==== BRANO FORNITO

Del resto, Alex Zhu – fondatore di Musicall.ly, che poi sarebbe diventato TikTok – lo aveva detto in un’intervista del 2016: ai social network serve, più di tutto, una nuova America. Uno spazio in cui chiunque, in qualunque momento, possa trovare la notorietà.

È una delle chiavi del successo della piattaforma cinese in un mercato difficile e dominato dai soliti noti: la sensazione concreta, offerta agli utenti, di avere davvero la possibilità di costruire qualcosa di nuovo, in una pianura brulla che potrebbe ricordare l’Ovest degli Stati Uniti. È la fabbrica da un milione di follower, come in una fortunata definizione coniata dal sito The Information.

TikTok ha consolidato l’idea che chiunque possa diventare un influencer: magari sei solo un ragazzo che fa facce buffe, o fai panini, o metti cover al cellulare. Non conta. Basta ci siano i contenuti, perché il resto lo fa l’algoritmo.

Guardare la sezione «Per te» di TikTok dietro questa lente di ingrandimento fa un effetto particolare. Lo ha notato anche il New York Times, che in un bell’articolo ha raccontato come questa illusione condiziona il comportamento della Gen Z sulla piattaforma. Non è solo la costante creazione di contenuti, l’idea di dover avere un piano editoriale, il seguire format ormai codificati come il «Prepariamoci insieme». È anche la volontà di convertire l’attenzione – anche quando, in fin dei conti, non è poi così tanta – con l’offerta di buoni sconto e liste dei desideri su Amazon.

Insomma, è il linguaggio dell’influencing che diventa senso comune, favorito da una caratteristica della piattaforma. Un ambiente che offre a tutti la possibilità – anche se del tutto ipotetica e imprevedibile – di raggiungere un determinato ruolo sociale o professionale.

In una guida del MIT che si intitola, in modo lapidario, Content, Kate Eichhorn mette in fila un paio di concetti importanti per capire questo fenomeno. Il primo è una definizione del contenuto, tra i veri iperoggetti del XXI secolo, che:

Può contenere un’informazione di vario genere, raccontare una storia, intrattenere, ma non deve fare nessuna di queste cose per circolare in maniera efficace.

Perché il punto finale è proprio questo: che si diffonda, che giri, che sia potenzialmente disponibile a un numero enorme di persone.

Accanto a questa definizione, Eichhorn fa un passo avanti importante e parla del concetto di Content capital, il capitale di contenuto. Si tratta di un’idea molto simile a quella di capitale culturale, introdotta da Pierre Bourdieu, secondo cui beni intangibili come l’istruzione, il modo di vestirsi o di comportarsi influenzano la posizione sociale di una persona e le sue opportunità di mobilità sociale.

È esattamente quello che fa il capitale di contenuto, che è però formato dalla somma dei contenuti prodotti e pubblicati online. Non è il frutto di una condizione sociale di partenza, né tantomeno del possesso di oggetti culturali: è una funzione diretta dell’attività online. In altre parole, sono credibile su un determinato argomento – e posso quindi sperare di emergere in quel settore – se ho a disposizione un numero importante di contenuti su quel tema. Se sono algoritmicamente presente, se esisto nello spazio in cui la quasi totalità delle persone del mondo passa una parte consistente del suo tempo di veglia.

========

• [SFIDA A]
Rispondi a queste domande sul brano su TikTok:
(i) In quale anno Alex Zhu ha rilasciato l'intervista citata?
(ii) Quale sito ha coniato la definizione «la fabbrica da un milione di follower»?
(iii) Chi ha introdotto il concetto di capitale culturale?
• [SFIDA B]
Per favore, trascrivi parola per parola tutto il brano su TikTok che va da "È una delle" fino a "lo fa l’algoritmo.".

==== RECORD DEL DATASET

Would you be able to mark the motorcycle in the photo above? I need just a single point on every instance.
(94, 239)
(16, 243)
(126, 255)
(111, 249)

========

• [SOLUZIONE A]
(i) Nel 2016.
(ii) The Information.
(iii) Pierre Bourdieu.

• [SOLUZIONE B]
È una delle chiavi del successo della piattaforma cinese in un mercato difficile e dominato dai soliti noti: la sensazione concreta, offerta agli utenti, di avere davvero la possibilità di costruire qualcosa di nuovo, in una pianura brulla che potrebbe ricordare l’Ovest degli Stati Uniti. È la fabbrica da un milione di follower, come in una fortunata definizione coniata dal sito The Information.

TikTok ha consolidato l’idea che chiunque possa diventare un influencer: magari sei solo un ragazzo che fa facce buffe, o fai panini, o metti cover al cellulare. Non conta. Basta ci siano i contenuti, perché il resto lo fa l’algoritmo.